Brief 1: In the forum thread on Bush's energy policy below, what numbered assertions does one poster ask the others to agree or disagree with? Briefly list them all.
Brief 2: According to the forum thread on Bush's energy policy that follows, why would switching to electric cars not end reliance on fossil fuels? Answer in one to three sentences.
Brief 3: Resume the forum thread on Bush's energy policy below, starting after its final post.

== Selection ==

Bush on Energy--Incongruous?

From the AP regarding the predicted national energy crisis:

Long-term thinking…producing more oil and gas. Producing more oil and gas…long-term thinking. Is there an apparent contradiction here, or is it just me? Does Bush have a different understanding of the meaning of “long-term” than I do? I ask this sincerely.

Anthracite, can you help me out on this? Anyone else?

You forgot to mention his Energy Secretary, Former MI State Senator Spencer Abraham, who twice (most recently in 1999) attempted to disband the Energy Department as unnecessary. but don’t worry 'cause, apparently times have changed

in a little over a year? Possabilities include: he has less than zero grip on the issue. his political opinions are flimsy , he lied, etc…

Gadarene, I don’t think it’s incongruous, depending upon what context you are putting “forward-thinking” into.

Do you agree or disagree with the following assertions by me?

1. This country (hell; EVERY country) is absolutely dependant on gas and oil?

2. This and every other country will be absolutely dependant on gas and oil into the foreseeable future?

(If you want to talk electric cars, the number of electrical stations that would be needed would necessitate a huge amount of fossil fuel-burning as well.

If you want to talk mass transportation, I agree it’s something densely populated urban areas should work to make more effective. It’s completely unworkable in a rural setting, however. And I’d like to know how you plan to force people not to drive their own vehicles. You think people are touchy about their guns …)

3. The United States is very dependent upon foreign sources of oil. This has proven in the past (indeed, the recent past) to be a less than stable, less than optimal situation, from the standpoint of both supply and price.

4. The United States has not done enough in recent decades to expand its domestic petroleum production, to lessen the need for foreign oil, and the influence it allows other countries to have over us.

===
== Raw records ==

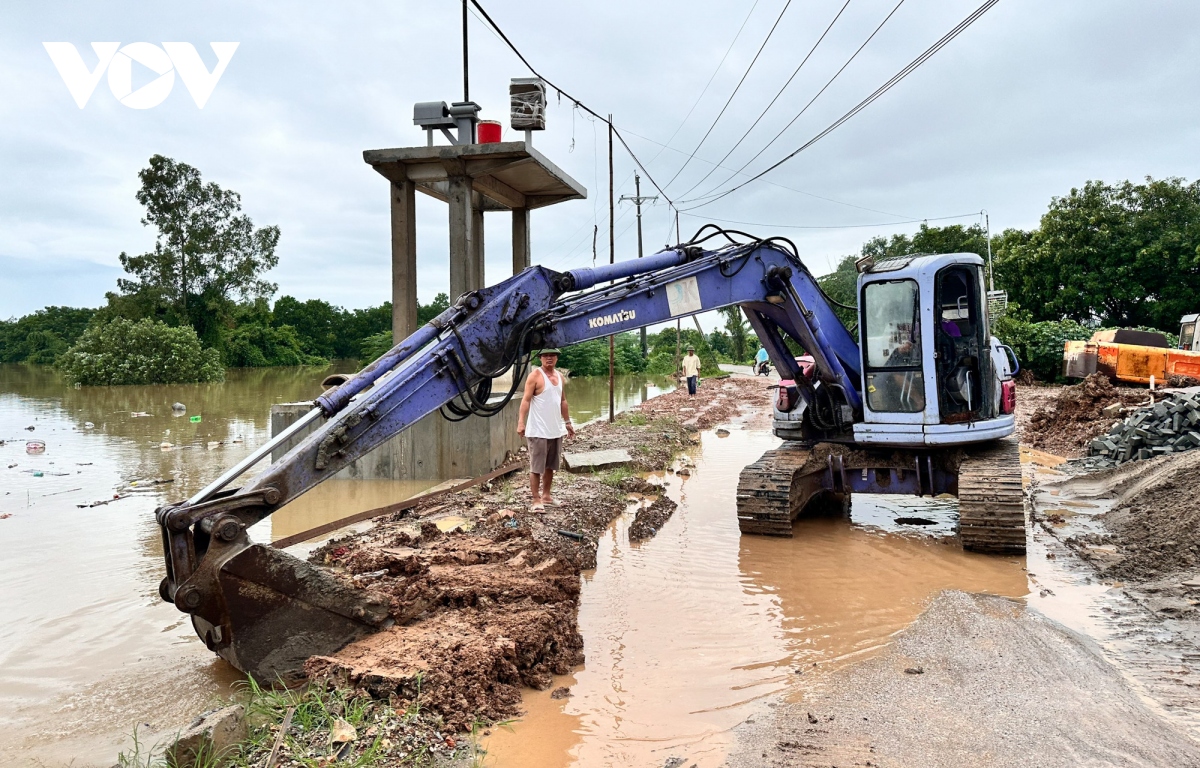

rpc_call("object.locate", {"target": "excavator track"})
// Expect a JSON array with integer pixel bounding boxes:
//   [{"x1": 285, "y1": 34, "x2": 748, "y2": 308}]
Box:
[
  {"x1": 959, "y1": 438, "x2": 1025, "y2": 554},
  {"x1": 737, "y1": 442, "x2": 816, "y2": 536}
]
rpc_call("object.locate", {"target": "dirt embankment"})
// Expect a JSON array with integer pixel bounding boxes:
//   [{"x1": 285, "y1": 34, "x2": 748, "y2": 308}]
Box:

===

Task answer 1:
1. This country, and every other country, is absolutely dependent on gas and oil.
2. This and every other country will stay absolutely dependent on gas and oil into the foreseeable future.
3. The United States is very dependent on foreign oil. This has proven less than stable and less than optimal for both supply and price.
4. The United States has not done enough in recent decades to expand domestic petroleum production, reduce the need for foreign oil, and limit the influence this gives other countries over it.

Task answer 2: The poster says electric cars would require a great many electrical stations. Running them would itself require burning a huge amount of fossil fuel.

Task answer 3:
Given all the above, “long-term thinking” and “producing more oil and gas” are not incongruous statements.

I agree with the point that I think you are making, however, that our long-term energy strategy needs to also factor bettering efficiency, conservation and searching for less polluting alternatives.

Sure he’s thinking long term, for his campaign contributors anyway.

Gadarene asks:

I don’t know. Let us begin by defining “long-term”.

There are two feasible possibilities for reliable long-term power production…

  1. Perfect nuclear fusion as a power source.

  2. More gas and oil.

What else would you propse, Guin? Build a giant treadmill and force prisoners to run on it to generate power?

Link to the A.P. or other source on this story?

Well, I will try.

Warning! Contains much opinion and educated speculation!

In terms of domestic energy, we can divide the majority of our consumption into two areas:

Transportation (oil).
Electrcity (coal, natural gas, nuclear, renewables, and a tiny amount of oil).

What my take on it is that Bush is saying we should develop oil resources (thus pushing for drilling in Alaska) to satisfy the first part, and attempt to develop natural gas resources (he isn’t referring to gasoline when he says gas) to satisfy the second part.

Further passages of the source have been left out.